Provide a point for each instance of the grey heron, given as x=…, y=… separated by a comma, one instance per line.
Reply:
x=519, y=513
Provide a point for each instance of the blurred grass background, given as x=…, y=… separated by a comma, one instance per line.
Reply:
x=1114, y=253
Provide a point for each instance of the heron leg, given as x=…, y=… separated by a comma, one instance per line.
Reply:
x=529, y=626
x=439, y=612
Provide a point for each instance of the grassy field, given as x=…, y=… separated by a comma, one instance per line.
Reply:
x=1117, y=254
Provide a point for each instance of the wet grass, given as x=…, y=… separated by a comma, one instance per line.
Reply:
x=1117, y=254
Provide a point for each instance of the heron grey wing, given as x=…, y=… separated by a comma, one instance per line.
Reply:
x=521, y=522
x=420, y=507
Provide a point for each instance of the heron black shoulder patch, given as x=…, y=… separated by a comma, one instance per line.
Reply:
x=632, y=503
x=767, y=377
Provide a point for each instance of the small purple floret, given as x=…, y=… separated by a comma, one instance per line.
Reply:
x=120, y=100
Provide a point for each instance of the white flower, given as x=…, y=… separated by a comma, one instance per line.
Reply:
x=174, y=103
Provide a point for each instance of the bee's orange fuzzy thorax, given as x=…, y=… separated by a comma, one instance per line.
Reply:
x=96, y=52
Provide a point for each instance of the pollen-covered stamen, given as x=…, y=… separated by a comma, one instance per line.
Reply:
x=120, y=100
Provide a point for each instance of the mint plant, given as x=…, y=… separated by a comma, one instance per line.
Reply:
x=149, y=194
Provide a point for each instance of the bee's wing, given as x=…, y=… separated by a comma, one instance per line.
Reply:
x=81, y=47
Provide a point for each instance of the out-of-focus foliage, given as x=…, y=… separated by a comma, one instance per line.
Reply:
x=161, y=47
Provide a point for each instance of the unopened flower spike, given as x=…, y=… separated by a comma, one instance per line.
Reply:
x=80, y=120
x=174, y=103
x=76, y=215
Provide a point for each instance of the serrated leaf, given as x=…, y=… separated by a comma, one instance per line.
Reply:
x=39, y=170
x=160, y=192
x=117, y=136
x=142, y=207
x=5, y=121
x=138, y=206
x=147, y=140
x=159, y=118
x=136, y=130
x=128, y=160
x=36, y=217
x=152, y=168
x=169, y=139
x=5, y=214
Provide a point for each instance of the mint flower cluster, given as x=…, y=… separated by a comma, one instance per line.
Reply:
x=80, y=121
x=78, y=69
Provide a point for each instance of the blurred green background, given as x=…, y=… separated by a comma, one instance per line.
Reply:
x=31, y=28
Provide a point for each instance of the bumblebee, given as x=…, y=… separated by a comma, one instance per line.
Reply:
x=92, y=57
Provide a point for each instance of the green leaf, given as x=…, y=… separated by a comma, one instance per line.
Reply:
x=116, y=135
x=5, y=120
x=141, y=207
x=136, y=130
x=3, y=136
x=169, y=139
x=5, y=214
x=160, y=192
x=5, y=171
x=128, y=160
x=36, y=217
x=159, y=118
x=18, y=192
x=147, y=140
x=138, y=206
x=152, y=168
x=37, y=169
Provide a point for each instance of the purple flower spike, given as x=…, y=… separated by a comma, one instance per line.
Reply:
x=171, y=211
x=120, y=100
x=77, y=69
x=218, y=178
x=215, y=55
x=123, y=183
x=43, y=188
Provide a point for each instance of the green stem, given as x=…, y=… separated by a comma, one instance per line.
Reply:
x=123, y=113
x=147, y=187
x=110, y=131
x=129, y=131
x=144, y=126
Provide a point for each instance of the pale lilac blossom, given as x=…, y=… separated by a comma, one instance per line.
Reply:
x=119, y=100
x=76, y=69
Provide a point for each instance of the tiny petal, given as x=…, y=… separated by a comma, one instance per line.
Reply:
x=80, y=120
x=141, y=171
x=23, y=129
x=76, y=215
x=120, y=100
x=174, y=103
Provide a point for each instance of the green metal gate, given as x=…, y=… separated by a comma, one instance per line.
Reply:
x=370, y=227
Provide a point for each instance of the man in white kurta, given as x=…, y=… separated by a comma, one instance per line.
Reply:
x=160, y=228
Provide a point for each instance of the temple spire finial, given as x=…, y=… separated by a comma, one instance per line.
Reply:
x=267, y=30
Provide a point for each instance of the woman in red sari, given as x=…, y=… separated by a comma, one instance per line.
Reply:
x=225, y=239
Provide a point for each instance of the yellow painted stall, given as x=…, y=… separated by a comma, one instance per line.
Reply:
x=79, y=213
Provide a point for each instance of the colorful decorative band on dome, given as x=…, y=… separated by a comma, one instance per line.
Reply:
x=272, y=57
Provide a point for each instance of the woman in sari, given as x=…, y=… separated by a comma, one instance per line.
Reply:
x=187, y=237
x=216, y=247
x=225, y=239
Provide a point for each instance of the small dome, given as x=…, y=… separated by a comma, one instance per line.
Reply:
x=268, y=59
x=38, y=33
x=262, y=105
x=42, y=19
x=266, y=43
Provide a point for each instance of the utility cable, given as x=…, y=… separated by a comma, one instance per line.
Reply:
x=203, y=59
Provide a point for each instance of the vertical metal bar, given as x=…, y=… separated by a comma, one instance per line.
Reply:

━━━━━━━━━━━━━━━━

- **To do**
Rewrite the data from its first line through the line containing "x=1114, y=253", inclusive, replacing "grey heron" with "gray heron" and leaving everything else unchanged.

- **Output for this exercise**
Provide a point for each instance of the gray heron, given as x=…, y=… separated by a comma, one instance per line.
Reply:
x=519, y=513
Provide a point for each instance of the blurred grass background, given as x=…, y=… separated by a comma, one instance per line.
Reply:
x=1114, y=253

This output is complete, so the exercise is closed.